_Activity_.
Would you print out every entry exactly as given?
※ ※ ※
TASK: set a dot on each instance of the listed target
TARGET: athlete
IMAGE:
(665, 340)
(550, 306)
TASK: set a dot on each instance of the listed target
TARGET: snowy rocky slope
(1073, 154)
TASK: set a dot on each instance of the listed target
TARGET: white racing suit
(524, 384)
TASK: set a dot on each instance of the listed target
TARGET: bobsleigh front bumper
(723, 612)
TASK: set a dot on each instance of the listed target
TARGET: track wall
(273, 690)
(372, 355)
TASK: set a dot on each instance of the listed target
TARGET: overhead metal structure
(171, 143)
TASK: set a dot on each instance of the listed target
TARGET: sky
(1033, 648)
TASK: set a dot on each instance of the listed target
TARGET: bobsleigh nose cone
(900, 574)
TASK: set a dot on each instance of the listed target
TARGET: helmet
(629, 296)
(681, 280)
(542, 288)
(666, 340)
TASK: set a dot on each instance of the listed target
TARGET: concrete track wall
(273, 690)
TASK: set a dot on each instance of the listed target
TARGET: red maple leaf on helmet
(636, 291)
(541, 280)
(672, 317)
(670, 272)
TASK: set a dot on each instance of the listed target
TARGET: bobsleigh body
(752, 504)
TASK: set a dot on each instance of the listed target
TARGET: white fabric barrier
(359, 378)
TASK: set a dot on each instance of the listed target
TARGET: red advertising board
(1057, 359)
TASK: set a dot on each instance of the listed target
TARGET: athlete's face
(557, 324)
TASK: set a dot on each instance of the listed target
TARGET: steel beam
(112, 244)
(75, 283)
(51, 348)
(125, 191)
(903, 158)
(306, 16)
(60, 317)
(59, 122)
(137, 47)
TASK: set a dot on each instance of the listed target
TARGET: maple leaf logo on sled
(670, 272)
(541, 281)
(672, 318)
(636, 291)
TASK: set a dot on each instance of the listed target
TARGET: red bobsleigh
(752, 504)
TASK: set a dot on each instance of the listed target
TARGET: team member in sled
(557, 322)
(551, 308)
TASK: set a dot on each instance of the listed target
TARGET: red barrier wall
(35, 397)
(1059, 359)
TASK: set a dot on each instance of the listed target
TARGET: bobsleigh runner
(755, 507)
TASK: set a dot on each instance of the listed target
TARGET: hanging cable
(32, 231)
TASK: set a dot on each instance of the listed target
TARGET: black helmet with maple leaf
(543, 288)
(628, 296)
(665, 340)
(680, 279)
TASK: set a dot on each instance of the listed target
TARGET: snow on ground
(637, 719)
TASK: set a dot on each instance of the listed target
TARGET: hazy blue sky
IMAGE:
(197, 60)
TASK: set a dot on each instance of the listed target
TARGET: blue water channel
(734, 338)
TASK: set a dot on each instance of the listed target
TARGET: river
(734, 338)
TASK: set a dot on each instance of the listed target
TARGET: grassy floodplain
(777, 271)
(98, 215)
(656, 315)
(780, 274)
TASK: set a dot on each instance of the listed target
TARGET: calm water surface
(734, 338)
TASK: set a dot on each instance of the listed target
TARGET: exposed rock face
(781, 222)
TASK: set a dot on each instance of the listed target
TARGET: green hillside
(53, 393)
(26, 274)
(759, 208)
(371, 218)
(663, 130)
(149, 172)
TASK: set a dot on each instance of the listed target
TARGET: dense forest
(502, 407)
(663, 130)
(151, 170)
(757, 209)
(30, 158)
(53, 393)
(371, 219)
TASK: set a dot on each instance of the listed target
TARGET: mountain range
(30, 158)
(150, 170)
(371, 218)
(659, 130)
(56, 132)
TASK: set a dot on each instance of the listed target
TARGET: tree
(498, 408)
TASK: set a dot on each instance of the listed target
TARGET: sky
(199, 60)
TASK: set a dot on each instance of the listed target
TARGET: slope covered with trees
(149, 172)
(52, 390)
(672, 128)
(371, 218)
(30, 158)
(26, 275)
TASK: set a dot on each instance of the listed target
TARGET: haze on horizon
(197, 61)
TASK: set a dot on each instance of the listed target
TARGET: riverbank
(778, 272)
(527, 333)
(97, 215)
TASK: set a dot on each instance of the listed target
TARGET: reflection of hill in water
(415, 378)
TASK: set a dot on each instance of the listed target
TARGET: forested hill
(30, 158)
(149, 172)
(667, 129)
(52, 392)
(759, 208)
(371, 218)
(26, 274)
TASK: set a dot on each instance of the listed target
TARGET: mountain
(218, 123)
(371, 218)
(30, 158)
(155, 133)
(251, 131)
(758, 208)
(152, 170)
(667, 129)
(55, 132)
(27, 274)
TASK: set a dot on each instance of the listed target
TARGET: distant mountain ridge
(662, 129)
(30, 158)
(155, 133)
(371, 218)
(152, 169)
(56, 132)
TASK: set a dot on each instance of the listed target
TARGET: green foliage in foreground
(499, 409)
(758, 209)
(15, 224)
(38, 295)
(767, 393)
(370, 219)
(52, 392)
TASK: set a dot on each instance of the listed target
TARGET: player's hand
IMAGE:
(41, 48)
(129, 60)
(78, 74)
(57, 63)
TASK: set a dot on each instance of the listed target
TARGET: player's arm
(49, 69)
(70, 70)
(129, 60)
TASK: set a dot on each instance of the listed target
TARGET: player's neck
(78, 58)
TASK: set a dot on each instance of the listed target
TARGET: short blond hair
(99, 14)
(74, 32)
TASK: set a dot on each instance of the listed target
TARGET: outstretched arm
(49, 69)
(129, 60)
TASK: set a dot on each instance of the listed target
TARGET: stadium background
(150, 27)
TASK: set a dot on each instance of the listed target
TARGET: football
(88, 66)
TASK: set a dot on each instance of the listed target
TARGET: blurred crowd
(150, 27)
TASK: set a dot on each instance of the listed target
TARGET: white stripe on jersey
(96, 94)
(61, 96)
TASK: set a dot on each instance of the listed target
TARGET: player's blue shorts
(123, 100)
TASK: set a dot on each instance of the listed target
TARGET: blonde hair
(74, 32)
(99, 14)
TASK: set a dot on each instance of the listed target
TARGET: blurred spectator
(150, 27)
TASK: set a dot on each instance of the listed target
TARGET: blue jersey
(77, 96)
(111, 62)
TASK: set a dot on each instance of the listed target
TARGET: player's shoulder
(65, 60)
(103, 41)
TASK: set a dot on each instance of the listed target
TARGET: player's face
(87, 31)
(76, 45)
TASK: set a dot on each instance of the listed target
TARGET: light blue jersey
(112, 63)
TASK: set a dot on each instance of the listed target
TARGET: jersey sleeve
※ ※ ※
_Expected answer_.
TASK: set a dot on each instance of the listed target
TARGET: athlete
IMAGE:
(665, 340)
(550, 306)
TASK: set a dot on each instance of the listed target
TARGET: snowy rocky slope
(1073, 154)
TASK: set a dot on each instance of the listed target
TARGET: white racing suit
(524, 384)
TASK: set a dot on each instance of the listed target
TARGET: bobsleigh front bumper
(723, 612)
TASK: set a dot on each instance of the listed target
TARGET: track wall
(273, 690)
(372, 355)
TASK: set a dot on each instance of the listed target
TARGET: overhead metal structure
(171, 143)
TASK: set a dot on each instance of the listed target
TARGET: sky
(1033, 648)
TASK: set a dot on each instance of the listed target
TARGET: bobsleigh nose cone
(900, 574)
TASK: set a dot on each instance of the listed target
TARGET: helmet
(629, 296)
(681, 280)
(542, 288)
(666, 340)
TASK: set a dot on each instance of the listed target
TARGET: concrete track wall
(273, 690)
TASK: set a dot on each instance of the listed target
TARGET: red maple leaf on helmet
(636, 291)
(541, 280)
(672, 317)
(670, 272)
TASK: set a dot on each instance of the listed target
TARGET: bobsleigh body
(752, 504)
TASK: set a dot on each instance of the listed target
TARGET: white fabric barrier
(359, 378)
TASK: set a dot on each instance of the listed target
TARGET: red advertising board
(1057, 359)
TASK: set a dot on each instance of the listed target
TARGET: athlete's face
(557, 324)
TASK: set a dot on each instance of the listed target
TARGET: steel beam
(112, 244)
(75, 283)
(51, 348)
(125, 191)
(903, 158)
(306, 16)
(60, 317)
(59, 122)
(137, 47)
TASK: set a dot on each instance of the listed target
TARGET: maple leaf logo on sled
(670, 272)
(541, 281)
(672, 318)
(636, 291)
TASK: set a dot on each instance of the listed target
TARGET: red bobsleigh
(752, 504)
TASK: set a dot on each instance of the listed target
TARGET: team member in sled
(557, 322)
(551, 308)
TASK: set a dot on each instance of the listed target
TARGET: red barrier wall
(35, 397)
(1059, 359)
TASK: set a dot on each instance of the listed target
TARGET: bobsleigh runner
(755, 507)
TASK: set a dot on each instance of the listed target
TARGET: hanging cable
(32, 231)
TASK: set a dot on each instance of the listed target
TARGET: black helmet with maple leaf
(543, 288)
(628, 296)
(665, 340)
(680, 279)
TASK: set a dot on each instance of the listed target
TARGET: snow on ground
(637, 719)
TASK: set a dot on each instance of the listed target
TARGET: hazy blue sky
IMAGE:
(197, 60)
TASK: set a dot on each instance of the listed target
TARGET: blue water channel
(734, 338)
TASK: set a dot on each instance of the listed target
TARGET: river
(734, 338)
TASK: set a dot on each instance of the listed target
TARGET: grassy floodplain
(777, 271)
(98, 215)
(656, 315)
(780, 274)
TASK: set a dot on each instance of the listed target
TARGET: calm water surface
(734, 338)
TASK: set a dot on each instance of the listed target
TARGET: exposed rock face
(781, 222)
TASK: set a dot on each instance of the listed target
TARGET: green hillside
(53, 393)
(26, 274)
(759, 208)
(371, 218)
(663, 130)
(149, 172)
TASK: set a dot on each instance of the listed target
TARGET: dense forest
(502, 407)
(663, 130)
(151, 170)
(757, 209)
(30, 158)
(53, 393)
(371, 219)
TASK: set a dot on each instance of the listed target
TARGET: mountain range
(30, 158)
(150, 170)
(371, 218)
(659, 130)
(56, 132)
TASK: set a dot on each instance of the listed target
TARGET: tree
(498, 408)
TASK: set a dot on each instance of the listed target
TARGET: sky
(199, 60)
TASK: set a dot on each instance of the listed target
TARGET: slope covered with trees
(149, 172)
(52, 390)
(672, 128)
(371, 218)
(30, 158)
(26, 275)
TASK: set a dot on each instance of the listed target
TARGET: haze on horizon
(197, 61)
TASK: set a dot on each instance of the listed target
TARGET: riverbank
(778, 272)
(527, 333)
(97, 215)
TASK: set a dot on each instance of the listed target
TARGET: reflection of hill in water
(415, 378)
TASK: set a dot on each instance of the listed target
TARGET: forested hill
(30, 158)
(149, 172)
(667, 129)
(52, 392)
(759, 208)
(371, 218)
(26, 274)
TASK: set a dot on each instance of the listed target
TARGET: mountain
(218, 123)
(371, 218)
(30, 158)
(155, 133)
(251, 131)
(758, 208)
(152, 170)
(667, 129)
(55, 132)
(27, 274)
TASK: set a dot on each instance of the listed target
TARGET: distant mountain ridge
(662, 129)
(30, 158)
(155, 133)
(371, 218)
(152, 169)
(56, 132)
TASK: set a dot on each instance of the listed target
TARGET: green foliage in foreground
(499, 409)
(758, 209)
(15, 224)
(38, 295)
(767, 393)
(370, 219)
(52, 392)
TASK: set a dot on each instance of the listed target
TARGET: player's hand
IMAGE:
(41, 48)
(129, 60)
(78, 74)
(57, 63)
TASK: set a dot on each instance of the listed target
TARGET: player's arm
(49, 69)
(70, 70)
(129, 60)
TASK: set a dot on each instance of the listed target
TARGET: player's neck
(78, 58)
TASK: set a dot on each instance of the listed target
TARGET: short blond hair
(99, 14)
(74, 32)
TASK: set a dot on each instance of the listed target
TARGET: outstretched arm
(49, 69)
(129, 60)
TASK: set a dot on each instance of the listed target
TARGET: stadium background
(150, 27)
TASK: set a dot on each instance of the listed target
TARGET: football
(88, 66)
TASK: set a dot on each instance of the listed target
TARGET: blurred crowd
(150, 27)
TASK: set a dot on each instance of the listed target
TARGET: white stripe on jersey
(96, 94)
(61, 96)
TASK: set a dot on each instance of the listed target
TARGET: player's blue shorts
(123, 100)
TASK: set a dot on each instance of the listed target
TARGET: blonde hair
(74, 32)
(99, 14)
TASK: set a dot on each instance of the listed target
TARGET: blurred spectator
(150, 27)
TASK: set a dot on each instance of the listed target
TARGET: blue jersey
(77, 96)
(111, 62)
TASK: set a dot on each instance of the listed target
TARGET: player's shoulder
(65, 60)
(103, 41)
TASK: set a dot on each instance of the listed target
TARGET: player's face
(87, 31)
(76, 45)
TASK: set a dot on each instance of the listed target
TARGET: light blue jersey
(112, 63)
TASK: set a dot on each instance of the listed target
TARGET: jersey sleeve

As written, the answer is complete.